- DATASET RECORDS:

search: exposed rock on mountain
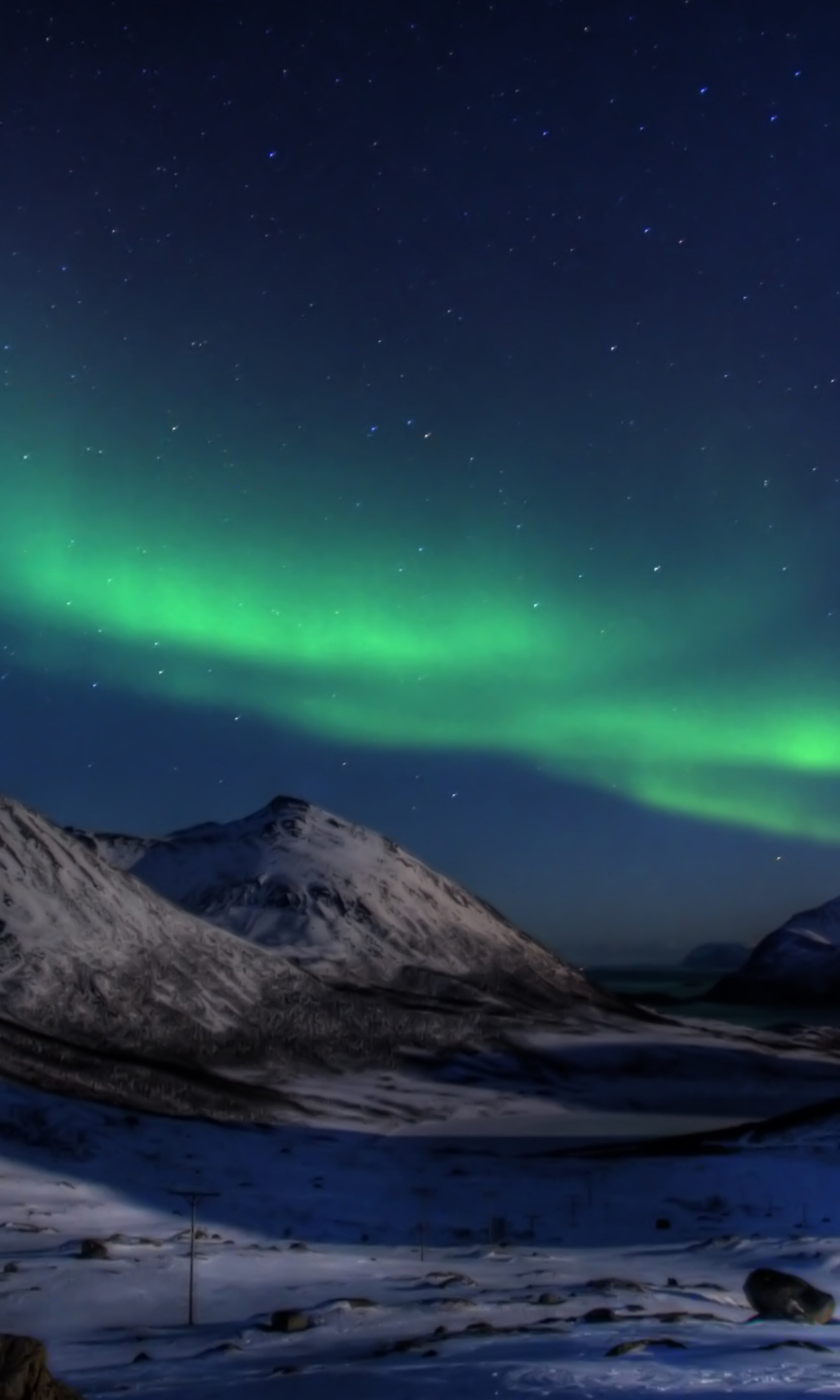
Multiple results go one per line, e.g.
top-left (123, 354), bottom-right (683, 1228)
top-left (0, 797), bottom-right (626, 1117)
top-left (710, 899), bottom-right (840, 1007)
top-left (82, 797), bottom-right (617, 1009)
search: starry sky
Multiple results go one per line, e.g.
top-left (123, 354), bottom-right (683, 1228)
top-left (0, 0), bottom-right (840, 960)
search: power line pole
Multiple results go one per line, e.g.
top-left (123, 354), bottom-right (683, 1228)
top-left (168, 1187), bottom-right (218, 1327)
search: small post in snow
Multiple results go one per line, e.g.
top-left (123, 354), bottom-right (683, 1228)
top-left (168, 1187), bottom-right (218, 1327)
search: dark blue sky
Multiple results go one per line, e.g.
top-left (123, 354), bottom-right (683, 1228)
top-left (0, 0), bottom-right (840, 958)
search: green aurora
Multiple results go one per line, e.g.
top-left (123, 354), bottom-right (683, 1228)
top-left (0, 452), bottom-right (840, 841)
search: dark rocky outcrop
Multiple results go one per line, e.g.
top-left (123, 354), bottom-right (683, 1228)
top-left (0, 1333), bottom-right (81, 1400)
top-left (267, 1308), bottom-right (312, 1331)
top-left (743, 1268), bottom-right (834, 1323)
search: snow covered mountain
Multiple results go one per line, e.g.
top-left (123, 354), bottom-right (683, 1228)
top-left (708, 899), bottom-right (840, 1005)
top-left (88, 797), bottom-right (617, 1009)
top-left (0, 797), bottom-right (631, 1119)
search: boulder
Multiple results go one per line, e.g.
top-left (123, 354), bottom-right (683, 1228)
top-left (743, 1268), bottom-right (834, 1323)
top-left (0, 1333), bottom-right (81, 1400)
top-left (78, 1239), bottom-right (111, 1259)
top-left (267, 1308), bottom-right (309, 1333)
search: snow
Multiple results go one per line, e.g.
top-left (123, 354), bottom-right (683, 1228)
top-left (8, 799), bottom-right (840, 1400)
top-left (711, 899), bottom-right (840, 1005)
top-left (0, 1077), bottom-right (840, 1400)
top-left (78, 797), bottom-right (615, 1007)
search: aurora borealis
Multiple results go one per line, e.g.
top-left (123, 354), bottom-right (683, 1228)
top-left (0, 3), bottom-right (840, 946)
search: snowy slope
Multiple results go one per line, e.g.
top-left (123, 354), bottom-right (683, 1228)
top-left (0, 797), bottom-right (647, 1119)
top-left (82, 797), bottom-right (616, 1007)
top-left (710, 899), bottom-right (840, 1005)
top-left (6, 1064), bottom-right (840, 1400)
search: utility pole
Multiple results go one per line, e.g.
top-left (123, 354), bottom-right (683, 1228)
top-left (168, 1187), bottom-right (218, 1327)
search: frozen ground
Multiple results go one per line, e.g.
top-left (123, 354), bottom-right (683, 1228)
top-left (0, 1064), bottom-right (840, 1400)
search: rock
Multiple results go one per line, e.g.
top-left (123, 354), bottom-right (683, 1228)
top-left (269, 1308), bottom-right (309, 1331)
top-left (580, 1308), bottom-right (622, 1322)
top-left (603, 1337), bottom-right (686, 1357)
top-left (77, 1239), bottom-right (111, 1259)
top-left (0, 1333), bottom-right (81, 1400)
top-left (759, 1337), bottom-right (832, 1351)
top-left (423, 1268), bottom-right (476, 1288)
top-left (743, 1268), bottom-right (834, 1323)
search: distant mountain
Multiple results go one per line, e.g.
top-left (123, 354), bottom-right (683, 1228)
top-left (85, 797), bottom-right (617, 1011)
top-left (0, 797), bottom-right (630, 1119)
top-left (710, 899), bottom-right (840, 1007)
top-left (680, 944), bottom-right (749, 972)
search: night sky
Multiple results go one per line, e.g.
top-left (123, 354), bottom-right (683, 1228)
top-left (0, 0), bottom-right (840, 959)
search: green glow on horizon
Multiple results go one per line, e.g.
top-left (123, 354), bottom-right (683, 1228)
top-left (0, 451), bottom-right (840, 841)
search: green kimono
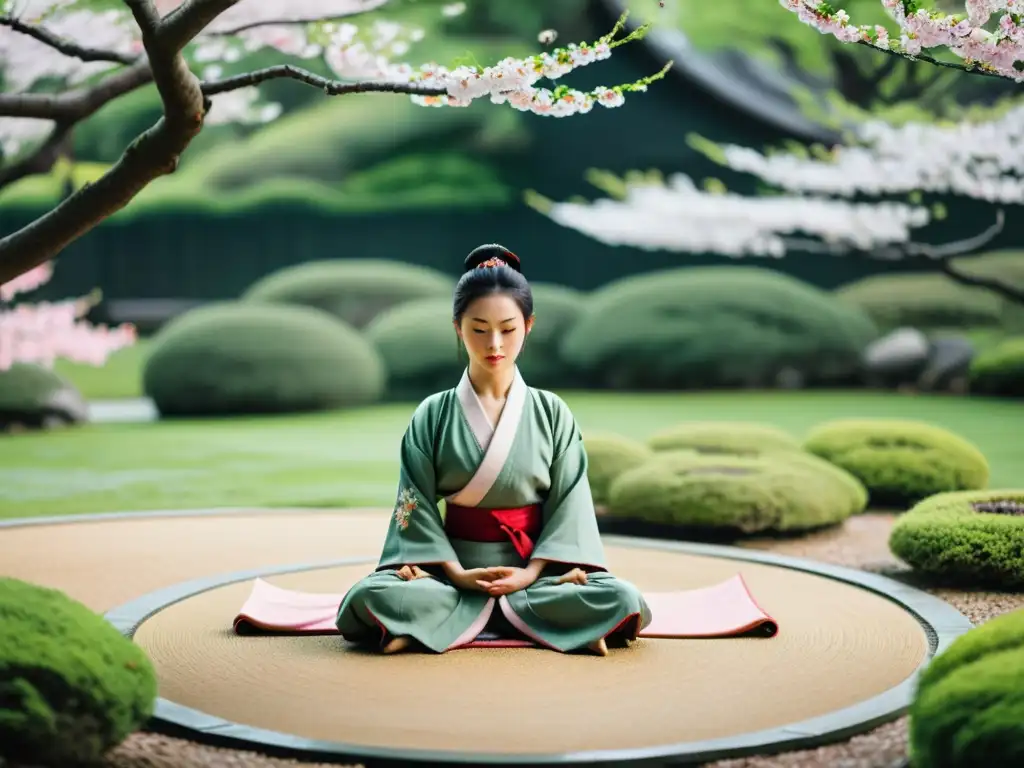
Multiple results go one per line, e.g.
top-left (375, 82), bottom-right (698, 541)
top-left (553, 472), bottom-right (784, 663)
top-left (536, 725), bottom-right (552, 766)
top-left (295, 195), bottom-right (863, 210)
top-left (336, 371), bottom-right (651, 653)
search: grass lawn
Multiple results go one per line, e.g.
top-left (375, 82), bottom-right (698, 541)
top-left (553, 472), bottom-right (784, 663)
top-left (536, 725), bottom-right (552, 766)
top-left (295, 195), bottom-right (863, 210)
top-left (53, 339), bottom-right (150, 400)
top-left (0, 392), bottom-right (1024, 517)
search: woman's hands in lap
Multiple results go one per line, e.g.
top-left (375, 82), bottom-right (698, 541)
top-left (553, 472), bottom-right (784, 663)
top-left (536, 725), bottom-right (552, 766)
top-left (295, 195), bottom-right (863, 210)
top-left (395, 565), bottom-right (431, 582)
top-left (485, 567), bottom-right (537, 597)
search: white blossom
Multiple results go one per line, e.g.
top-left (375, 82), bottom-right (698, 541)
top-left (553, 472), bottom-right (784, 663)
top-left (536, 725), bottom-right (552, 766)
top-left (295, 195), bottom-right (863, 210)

- EXERCISE AIM:
Copy out the lines of the records above exactly, starting at the line that contains "search: grass lawn" and continuing through the end of the records.

- ANSWER TO THE PROBLEM:
search: grass lawn
Multiple results go one per line, e.g.
top-left (375, 82), bottom-right (698, 541)
top-left (553, 472), bottom-right (784, 663)
top-left (536, 725), bottom-right (552, 766)
top-left (295, 195), bottom-right (863, 210)
top-left (53, 339), bottom-right (150, 400)
top-left (0, 392), bottom-right (1024, 517)
search: woman's hands in lap
Multiple results go one per line, e.g.
top-left (375, 82), bottom-right (698, 541)
top-left (553, 472), bottom-right (784, 663)
top-left (536, 725), bottom-right (552, 766)
top-left (295, 195), bottom-right (863, 210)
top-left (395, 565), bottom-right (431, 582)
top-left (485, 567), bottom-right (537, 597)
search: white blossom
Multiple results go one per line, e.g.
top-left (375, 82), bottom-right (698, 541)
top-left (553, 472), bottom-right (784, 663)
top-left (536, 725), bottom-right (552, 766)
top-left (295, 195), bottom-right (863, 210)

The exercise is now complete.